═══ TASK INPUTS
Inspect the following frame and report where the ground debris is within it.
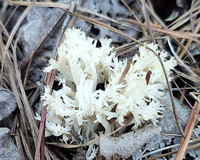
[99,127,160,160]
[0,87,17,121]
[0,128,22,160]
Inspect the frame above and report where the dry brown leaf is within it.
[99,126,161,160]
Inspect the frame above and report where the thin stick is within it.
[175,99,200,160]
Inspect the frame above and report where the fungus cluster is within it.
[42,29,177,156]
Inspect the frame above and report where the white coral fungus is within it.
[42,29,177,158]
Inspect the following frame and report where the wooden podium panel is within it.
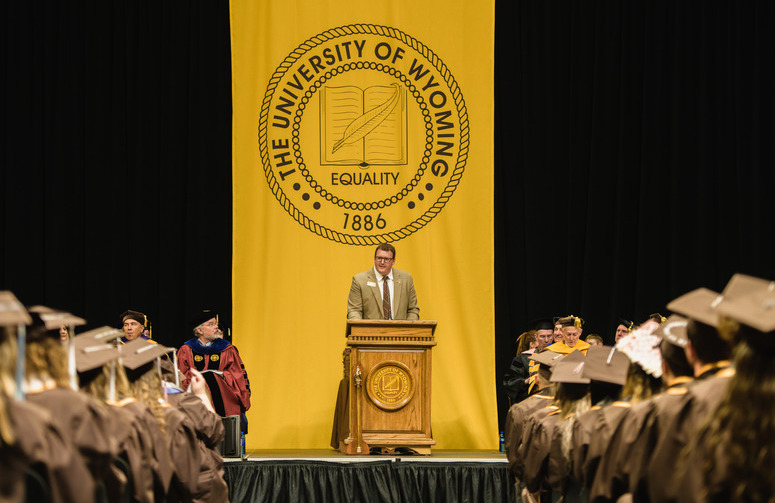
[339,320,436,454]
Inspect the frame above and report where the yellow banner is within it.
[231,0,498,449]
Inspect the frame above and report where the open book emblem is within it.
[320,84,407,168]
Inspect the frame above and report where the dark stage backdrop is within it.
[0,0,775,432]
[0,0,231,346]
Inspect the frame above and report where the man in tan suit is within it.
[347,243,420,320]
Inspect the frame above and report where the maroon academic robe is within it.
[178,339,250,416]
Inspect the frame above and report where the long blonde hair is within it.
[129,362,167,432]
[690,318,775,502]
[0,328,16,445]
[25,337,70,388]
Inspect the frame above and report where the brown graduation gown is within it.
[519,406,560,493]
[119,398,173,500]
[163,403,201,502]
[504,388,554,483]
[0,400,95,503]
[168,393,229,503]
[108,398,153,503]
[27,388,118,483]
[590,377,691,501]
[647,369,734,502]
[574,401,630,492]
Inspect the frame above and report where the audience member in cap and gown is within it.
[503,318,552,404]
[573,323,662,498]
[25,312,117,500]
[568,346,630,485]
[649,275,775,501]
[504,351,565,484]
[676,283,775,502]
[167,362,229,503]
[614,318,635,344]
[121,309,154,344]
[518,351,589,502]
[545,352,591,503]
[590,315,693,501]
[121,339,200,501]
[546,315,589,354]
[74,327,156,503]
[0,291,95,503]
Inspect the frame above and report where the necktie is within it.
[382,276,392,320]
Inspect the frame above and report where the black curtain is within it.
[0,0,231,346]
[224,459,514,503]
[0,0,775,432]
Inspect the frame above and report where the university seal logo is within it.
[258,24,469,245]
[366,362,414,410]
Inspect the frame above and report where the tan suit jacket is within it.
[347,268,420,320]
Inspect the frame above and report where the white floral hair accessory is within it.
[616,326,662,378]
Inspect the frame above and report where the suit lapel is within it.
[392,269,404,316]
[368,269,385,318]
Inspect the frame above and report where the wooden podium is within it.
[338,320,436,454]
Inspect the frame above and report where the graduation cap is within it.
[648,313,667,324]
[721,273,773,299]
[73,327,122,373]
[584,346,630,386]
[718,283,775,334]
[0,290,32,400]
[121,338,172,370]
[667,288,724,327]
[563,349,584,362]
[191,309,218,327]
[555,315,584,328]
[550,358,590,384]
[0,290,32,327]
[27,306,86,339]
[528,318,555,330]
[530,351,565,368]
[654,314,689,348]
[121,309,148,327]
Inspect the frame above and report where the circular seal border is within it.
[366,361,416,411]
[291,62,433,211]
[258,24,469,246]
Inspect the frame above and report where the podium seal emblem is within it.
[366,362,414,410]
[258,24,469,245]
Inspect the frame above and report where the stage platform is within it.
[224,449,514,503]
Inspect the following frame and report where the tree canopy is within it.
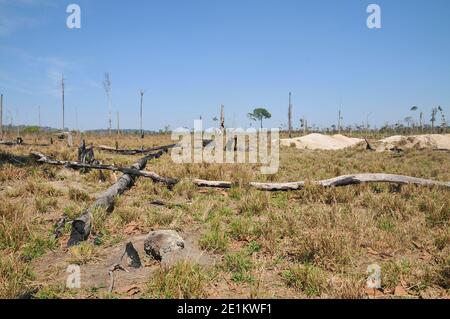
[247,107,272,128]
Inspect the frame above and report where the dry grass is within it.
[0,135,450,298]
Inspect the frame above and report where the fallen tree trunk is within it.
[67,155,171,247]
[192,179,233,188]
[97,144,176,155]
[193,173,450,191]
[31,151,178,186]
[250,173,450,191]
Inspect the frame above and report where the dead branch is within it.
[31,151,178,186]
[67,154,164,247]
[250,173,450,191]
[192,179,233,188]
[193,173,450,191]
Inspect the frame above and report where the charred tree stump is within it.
[67,152,158,247]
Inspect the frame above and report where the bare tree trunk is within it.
[288,92,292,138]
[220,104,225,133]
[117,112,120,136]
[338,110,342,134]
[139,90,144,138]
[0,94,3,140]
[61,75,66,132]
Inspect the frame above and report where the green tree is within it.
[247,107,272,128]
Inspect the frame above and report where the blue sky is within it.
[0,0,450,130]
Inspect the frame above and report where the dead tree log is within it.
[250,173,450,191]
[193,173,450,191]
[192,179,233,188]
[97,144,176,155]
[31,151,178,186]
[67,155,163,247]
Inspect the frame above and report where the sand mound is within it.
[377,134,450,152]
[280,133,364,150]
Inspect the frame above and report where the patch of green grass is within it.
[377,216,395,231]
[381,260,411,289]
[146,261,208,299]
[281,265,327,297]
[69,187,91,202]
[22,235,58,261]
[199,219,228,252]
[34,195,58,213]
[33,284,78,299]
[0,254,34,298]
[69,241,98,265]
[224,251,254,282]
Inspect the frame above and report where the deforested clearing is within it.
[377,134,450,151]
[281,133,364,150]
[0,134,450,298]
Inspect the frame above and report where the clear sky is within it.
[0,0,450,130]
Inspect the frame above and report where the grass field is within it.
[0,135,450,298]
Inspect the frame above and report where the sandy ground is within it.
[377,134,450,152]
[280,133,364,150]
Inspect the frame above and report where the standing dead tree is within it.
[61,74,66,132]
[103,72,112,135]
[97,144,176,155]
[139,90,145,138]
[220,104,225,133]
[0,94,3,140]
[288,92,292,138]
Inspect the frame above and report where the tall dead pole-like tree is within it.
[117,112,120,136]
[0,94,3,140]
[220,104,225,132]
[338,109,342,134]
[103,72,112,135]
[288,92,292,138]
[75,106,80,131]
[139,90,145,138]
[61,74,65,132]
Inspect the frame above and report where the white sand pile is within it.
[280,133,364,150]
[377,134,450,152]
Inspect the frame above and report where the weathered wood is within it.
[31,151,178,186]
[61,154,169,247]
[193,173,450,191]
[250,173,450,191]
[97,144,176,155]
[192,179,233,188]
[364,137,375,151]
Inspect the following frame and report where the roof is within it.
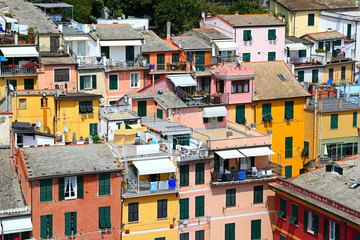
[270,157,360,225]
[91,24,143,40]
[0,149,29,218]
[101,112,140,121]
[138,30,177,52]
[127,92,187,109]
[243,61,311,101]
[172,36,211,51]
[141,116,192,135]
[20,144,120,179]
[302,31,346,41]
[274,0,357,11]
[0,0,60,34]
[55,92,102,100]
[216,13,285,27]
[306,98,360,112]
[40,56,76,65]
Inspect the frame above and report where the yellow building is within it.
[229,61,310,177]
[303,98,360,169]
[269,0,357,37]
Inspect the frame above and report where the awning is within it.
[132,158,176,175]
[239,147,276,157]
[0,47,39,58]
[203,106,227,118]
[1,216,32,234]
[286,43,306,51]
[167,74,197,87]
[215,150,245,159]
[64,37,89,41]
[100,40,142,47]
[215,42,239,51]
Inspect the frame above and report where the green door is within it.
[195,52,205,71]
[138,101,146,117]
[157,54,165,70]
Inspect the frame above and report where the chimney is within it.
[166,22,171,39]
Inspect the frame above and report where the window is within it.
[353,112,357,127]
[285,137,293,158]
[195,196,205,217]
[195,163,205,184]
[285,101,294,120]
[243,30,252,41]
[180,198,189,220]
[99,207,111,229]
[251,219,261,239]
[128,202,139,222]
[308,13,315,26]
[288,203,299,225]
[226,188,236,207]
[298,71,305,82]
[301,141,309,157]
[80,75,97,90]
[180,233,189,240]
[195,230,205,240]
[341,67,346,80]
[54,68,70,83]
[254,185,264,203]
[65,212,77,236]
[243,53,251,62]
[180,165,189,187]
[130,73,140,88]
[99,173,111,196]
[268,52,276,61]
[231,81,249,93]
[235,105,246,124]
[262,103,273,122]
[40,214,53,238]
[225,223,235,240]
[109,74,118,90]
[268,29,276,40]
[330,114,338,129]
[40,179,52,202]
[79,101,94,113]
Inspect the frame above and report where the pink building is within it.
══════
### BRIEF:
Reproduce the material word for word, beginning at the line that contains "Inspect the frame above and report where the audience" and stopping after the line that contains "[382,276,392,320]".

### THE OUTPUT:
Inspect the frame above and report where the audience member in cap and gown is within it.
[503,318,552,404]
[573,323,662,498]
[25,312,117,500]
[568,346,630,485]
[649,275,775,501]
[504,351,565,484]
[676,283,775,502]
[167,362,229,503]
[614,318,635,344]
[121,309,154,344]
[518,351,589,502]
[545,352,591,503]
[590,315,693,501]
[121,339,200,501]
[546,315,589,354]
[74,327,156,503]
[0,291,95,503]
Inspect the frame above and report where the necktie is within it.
[382,276,392,320]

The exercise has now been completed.